● Required work: Return, unchanged, everything from the line containing "Detect blurred audience" down to the line containing "left=537, top=333, right=569, bottom=366", including both of those lines.

(Data entries)
---
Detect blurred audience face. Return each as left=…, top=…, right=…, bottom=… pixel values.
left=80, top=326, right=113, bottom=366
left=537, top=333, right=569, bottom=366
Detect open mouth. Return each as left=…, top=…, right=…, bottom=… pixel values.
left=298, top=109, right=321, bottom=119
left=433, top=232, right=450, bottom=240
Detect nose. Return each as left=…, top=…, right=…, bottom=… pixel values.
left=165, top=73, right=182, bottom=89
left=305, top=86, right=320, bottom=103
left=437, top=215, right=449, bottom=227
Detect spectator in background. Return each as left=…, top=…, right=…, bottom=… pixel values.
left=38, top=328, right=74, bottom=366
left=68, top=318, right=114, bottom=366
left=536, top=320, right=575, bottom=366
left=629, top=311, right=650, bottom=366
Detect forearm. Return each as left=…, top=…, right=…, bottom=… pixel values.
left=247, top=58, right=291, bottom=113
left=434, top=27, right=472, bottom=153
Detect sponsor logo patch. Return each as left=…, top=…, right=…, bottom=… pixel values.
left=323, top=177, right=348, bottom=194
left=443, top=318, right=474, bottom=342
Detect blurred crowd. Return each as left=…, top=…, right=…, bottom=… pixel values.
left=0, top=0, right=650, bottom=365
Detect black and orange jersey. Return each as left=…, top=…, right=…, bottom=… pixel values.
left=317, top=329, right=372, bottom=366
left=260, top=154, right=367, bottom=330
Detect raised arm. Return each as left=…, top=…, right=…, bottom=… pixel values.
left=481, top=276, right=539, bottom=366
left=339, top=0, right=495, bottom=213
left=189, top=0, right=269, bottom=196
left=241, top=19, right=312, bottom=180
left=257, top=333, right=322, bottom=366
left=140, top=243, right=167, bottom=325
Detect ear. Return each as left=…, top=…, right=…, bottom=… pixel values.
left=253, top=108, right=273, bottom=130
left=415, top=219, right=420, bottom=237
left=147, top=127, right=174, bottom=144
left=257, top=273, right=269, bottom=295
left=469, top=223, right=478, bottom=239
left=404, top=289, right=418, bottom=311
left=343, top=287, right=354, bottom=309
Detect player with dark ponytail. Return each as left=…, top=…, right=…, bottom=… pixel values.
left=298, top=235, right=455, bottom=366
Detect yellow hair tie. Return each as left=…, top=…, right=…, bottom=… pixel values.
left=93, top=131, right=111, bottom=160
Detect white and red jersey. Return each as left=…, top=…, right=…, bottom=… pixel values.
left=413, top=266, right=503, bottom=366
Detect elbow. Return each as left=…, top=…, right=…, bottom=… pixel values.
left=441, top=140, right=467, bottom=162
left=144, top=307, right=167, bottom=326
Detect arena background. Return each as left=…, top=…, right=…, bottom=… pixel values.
---
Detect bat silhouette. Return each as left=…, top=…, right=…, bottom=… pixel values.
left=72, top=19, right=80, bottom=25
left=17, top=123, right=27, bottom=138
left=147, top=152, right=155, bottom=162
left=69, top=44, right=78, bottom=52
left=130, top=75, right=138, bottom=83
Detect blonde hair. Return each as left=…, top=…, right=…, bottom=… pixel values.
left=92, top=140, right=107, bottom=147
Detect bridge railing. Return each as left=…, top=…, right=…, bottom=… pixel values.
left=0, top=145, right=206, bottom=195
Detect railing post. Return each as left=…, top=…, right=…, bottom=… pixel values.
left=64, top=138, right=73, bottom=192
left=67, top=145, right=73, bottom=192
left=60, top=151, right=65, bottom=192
---
● Answer:
Detect blurred audience face. Return each as left=…, top=…, right=…, bottom=… pixel values.
left=80, top=326, right=113, bottom=366
left=537, top=333, right=569, bottom=366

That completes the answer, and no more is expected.